- _TEXT BLOCK_

···

The other big flaw is that the film is intruded upon several times by Martin’s voice narrating from his novella, upon which the film is based. While the words are good, and much better than most contemporary published fiction, there really is no need for them. First, we are not certain that the narrator is Martin as an omniscient, or Martin as Ray, in retrospect, and this can give a far different spin on how the whole film is interpreted- as a first or third person tale. Secondly, the narrations make a fairy tale out of what is a very good piece of realistic drama, granting the male fantasy aspect since rich older men, in fact, often seek young trophy babes- far better than the similarly themed Lost In Translation (for Danes and Martin are much better in their roles than Scarlett Johansen and Bill Murray in theirs). Thirdly the narrations state the manifest that the film and actors alone should and can carry. Near the end this occurs twice, and both times it severely undercuts very well written scenes, as if Martin either did not believe in the dramatic power of the scenes, or was too entranced with the sound of his own words and voice, and indulged himself. The first time occurs after Ray and Mirabelle split, after an insensitive comment from Ray finally wakes her up to the fact that he’s been using her. Martin waxes poetic on their thinking of each other and not realizing they were still connected. The words are nice, but this is a romantic comedy- the audience knows what is going on at that moment. Even worse, a few minutes later, Martin again intrudes, after Mirabelle and Jeremy are in love, and she has her first exhibit as an artist. She and Ray go outside to catch up, and Ray admits he did love Mirabelle, but she returns to Jeremy. The camera pulls back, and no words are needed to tell us what the moment is about. Martin does a good acting job of expressing a cipher’s loneliness. Yet Martin’s narration intrudes and rhapsodizes on love and loneliness, and destroys the moment. It really takes a potentially great filmic moment and makes it merely a good one. This same impulse is what led to the rather haphazard and unrealistic pairing of Ray and Mirabelle in the first place. Yet, Martin and Danes are so good that the viewer can forgive that flaw.

···

- _PROVIDED DATA_
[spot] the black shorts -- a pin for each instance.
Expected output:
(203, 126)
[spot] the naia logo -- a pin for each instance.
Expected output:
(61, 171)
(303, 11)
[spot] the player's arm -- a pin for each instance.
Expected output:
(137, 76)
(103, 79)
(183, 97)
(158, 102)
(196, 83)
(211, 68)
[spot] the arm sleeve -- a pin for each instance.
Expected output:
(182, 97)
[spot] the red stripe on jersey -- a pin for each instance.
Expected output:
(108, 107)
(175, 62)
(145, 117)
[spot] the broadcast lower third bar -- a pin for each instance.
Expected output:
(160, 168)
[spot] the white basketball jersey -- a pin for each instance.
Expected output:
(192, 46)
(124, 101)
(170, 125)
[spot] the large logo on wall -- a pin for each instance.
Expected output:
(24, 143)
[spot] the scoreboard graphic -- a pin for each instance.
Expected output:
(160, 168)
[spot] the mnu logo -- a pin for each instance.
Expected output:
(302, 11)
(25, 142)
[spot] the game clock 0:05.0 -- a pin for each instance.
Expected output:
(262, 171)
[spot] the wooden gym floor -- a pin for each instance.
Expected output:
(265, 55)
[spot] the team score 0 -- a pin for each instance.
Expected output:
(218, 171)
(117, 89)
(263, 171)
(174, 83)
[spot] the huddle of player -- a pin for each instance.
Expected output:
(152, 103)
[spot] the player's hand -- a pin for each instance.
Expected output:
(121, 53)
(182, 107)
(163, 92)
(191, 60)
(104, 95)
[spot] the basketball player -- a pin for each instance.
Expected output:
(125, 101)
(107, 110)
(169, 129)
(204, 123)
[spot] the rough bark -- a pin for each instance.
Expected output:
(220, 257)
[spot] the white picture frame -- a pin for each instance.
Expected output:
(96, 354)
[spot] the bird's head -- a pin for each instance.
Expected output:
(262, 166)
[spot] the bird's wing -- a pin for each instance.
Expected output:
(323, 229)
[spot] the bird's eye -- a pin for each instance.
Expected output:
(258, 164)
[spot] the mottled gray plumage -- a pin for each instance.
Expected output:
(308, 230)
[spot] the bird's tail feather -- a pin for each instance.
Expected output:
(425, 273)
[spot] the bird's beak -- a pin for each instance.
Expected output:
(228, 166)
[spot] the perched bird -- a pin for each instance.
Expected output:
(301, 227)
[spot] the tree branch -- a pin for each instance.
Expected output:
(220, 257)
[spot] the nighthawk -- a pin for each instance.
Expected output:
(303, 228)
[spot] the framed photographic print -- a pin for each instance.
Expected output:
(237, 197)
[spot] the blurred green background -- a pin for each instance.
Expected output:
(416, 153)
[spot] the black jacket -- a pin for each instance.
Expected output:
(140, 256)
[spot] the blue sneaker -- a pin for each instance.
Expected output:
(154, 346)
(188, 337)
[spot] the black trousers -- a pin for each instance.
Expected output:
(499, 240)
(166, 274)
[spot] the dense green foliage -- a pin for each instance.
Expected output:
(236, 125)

···

- _WHAT TO DO_
(A) Decide whether each statement agrees with the film review above, answering yes or no and quoting the words of the review that settle it: (i) the narration is taken from Martin's novella, which the film is based on; (ii) Scarlett Johansen and Bill Murray are better in their roles than Danes and Martin; (iii) the second narration near the end comes after Mirabelle has her first exhibit as an artist.
(B) Pick up the film review above after its last sentence and keep writing it.

- _ANSWERS FOR THE EXERCISE_
(A)
(i) Yes: "Martin’s voice narrating from his novella, upon which the film is based"
(ii) No: "for Danes and Martin are much better in their roles than Scarlett Johansen and Bill Murray in theirs"
(iii) Yes: "after Mirabelle and Jeremy are in love, and she has her first exhibit as an artist"

(B)
The intrusive narration, however, is a more fundamental problem, and should have been excised by director Anand Tucker, who did 1998’s Hilary And Jackie- an arts film success. The cinematography by Peter Suschitzky is excellent, especially so for the characters, moreso than Los Angeles- although that is well filmed, too. You get a different L.A. than that usually seen by Hollywood, which holds what can only be described as contempt for the larger city that surrounds it. Also, Danes is not idealized by her lighting, although she represents ideals to Ray and Jeremy- that being the nubile lover to a rich old man, and the soulmate to Jeremy. She is not seen as a goddess, but as a real woman- who, as an artist, is naturally on anti-depressants (until she abandons them in an attempt to see whether her growing love for Ray will fill that void- although this is not a plausible reason for why she likes Ray in the first place), and this difference highlights the best part of the film, in trusting the audience to get that fact, and the film’s failure, in not allowing the screenplay to similarly be naturalistic and understate things. Another weak point is the overdone and intrusive scoring by Barrington Pheloung, which is far too melodramatic, and, like the narration, tries to lead the audience to emotional peaks when the acting and scene should (and does) do that without it.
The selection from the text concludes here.